Stored data
##########

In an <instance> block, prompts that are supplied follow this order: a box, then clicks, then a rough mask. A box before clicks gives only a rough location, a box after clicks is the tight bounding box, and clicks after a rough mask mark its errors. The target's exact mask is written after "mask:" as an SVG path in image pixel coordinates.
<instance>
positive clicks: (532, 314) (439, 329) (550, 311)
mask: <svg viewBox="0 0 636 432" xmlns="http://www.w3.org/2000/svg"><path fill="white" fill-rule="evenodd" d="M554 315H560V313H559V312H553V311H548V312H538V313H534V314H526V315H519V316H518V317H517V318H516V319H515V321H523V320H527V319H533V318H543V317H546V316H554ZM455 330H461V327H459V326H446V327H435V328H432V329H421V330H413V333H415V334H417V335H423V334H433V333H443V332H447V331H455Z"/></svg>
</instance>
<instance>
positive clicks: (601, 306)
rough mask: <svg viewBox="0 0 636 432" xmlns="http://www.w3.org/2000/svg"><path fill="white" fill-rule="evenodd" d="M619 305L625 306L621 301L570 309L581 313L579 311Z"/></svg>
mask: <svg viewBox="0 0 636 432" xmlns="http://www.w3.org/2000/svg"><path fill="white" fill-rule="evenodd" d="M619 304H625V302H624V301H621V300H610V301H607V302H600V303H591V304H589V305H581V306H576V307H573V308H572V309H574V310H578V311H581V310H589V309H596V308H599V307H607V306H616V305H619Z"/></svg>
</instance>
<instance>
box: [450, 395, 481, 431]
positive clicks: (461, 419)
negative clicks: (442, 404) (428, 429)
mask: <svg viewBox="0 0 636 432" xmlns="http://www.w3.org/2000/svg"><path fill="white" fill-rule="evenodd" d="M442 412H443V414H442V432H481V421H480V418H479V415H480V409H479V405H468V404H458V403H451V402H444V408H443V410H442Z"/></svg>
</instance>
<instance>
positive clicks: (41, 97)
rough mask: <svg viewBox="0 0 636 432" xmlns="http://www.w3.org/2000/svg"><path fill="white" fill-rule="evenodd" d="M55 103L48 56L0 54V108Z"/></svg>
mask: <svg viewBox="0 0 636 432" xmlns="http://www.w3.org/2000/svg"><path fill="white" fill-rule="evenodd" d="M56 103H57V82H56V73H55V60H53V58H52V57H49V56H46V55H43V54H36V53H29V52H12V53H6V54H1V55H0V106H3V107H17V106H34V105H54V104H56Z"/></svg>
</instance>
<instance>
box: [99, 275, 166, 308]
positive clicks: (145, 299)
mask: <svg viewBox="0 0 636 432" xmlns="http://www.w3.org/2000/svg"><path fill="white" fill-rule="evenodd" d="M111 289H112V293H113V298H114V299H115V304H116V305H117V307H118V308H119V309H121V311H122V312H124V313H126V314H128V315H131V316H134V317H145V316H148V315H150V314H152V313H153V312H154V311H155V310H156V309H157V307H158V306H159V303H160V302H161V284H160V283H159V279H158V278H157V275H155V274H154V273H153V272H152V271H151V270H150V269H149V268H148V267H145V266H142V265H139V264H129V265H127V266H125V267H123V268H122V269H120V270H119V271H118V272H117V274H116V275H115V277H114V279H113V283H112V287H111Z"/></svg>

##########

Identify every line in the entries above that contains the string "rough". Copy each of those lines in full.

Answer:
In an <instance> block, prompts that are supplied follow this order: a box, then clicks, then a rough mask. A box before clicks gives only a rough location, a box after clicks is the tight bounding box, and clicks after a rough mask mark its errors. The target's exact mask is written after "mask:" as an SVG path in image pixel coordinates.
rough mask: <svg viewBox="0 0 636 432" xmlns="http://www.w3.org/2000/svg"><path fill="white" fill-rule="evenodd" d="M619 305L625 306L621 301L570 309L581 313L579 311Z"/></svg>
rough mask: <svg viewBox="0 0 636 432" xmlns="http://www.w3.org/2000/svg"><path fill="white" fill-rule="evenodd" d="M55 103L48 56L0 54V108Z"/></svg>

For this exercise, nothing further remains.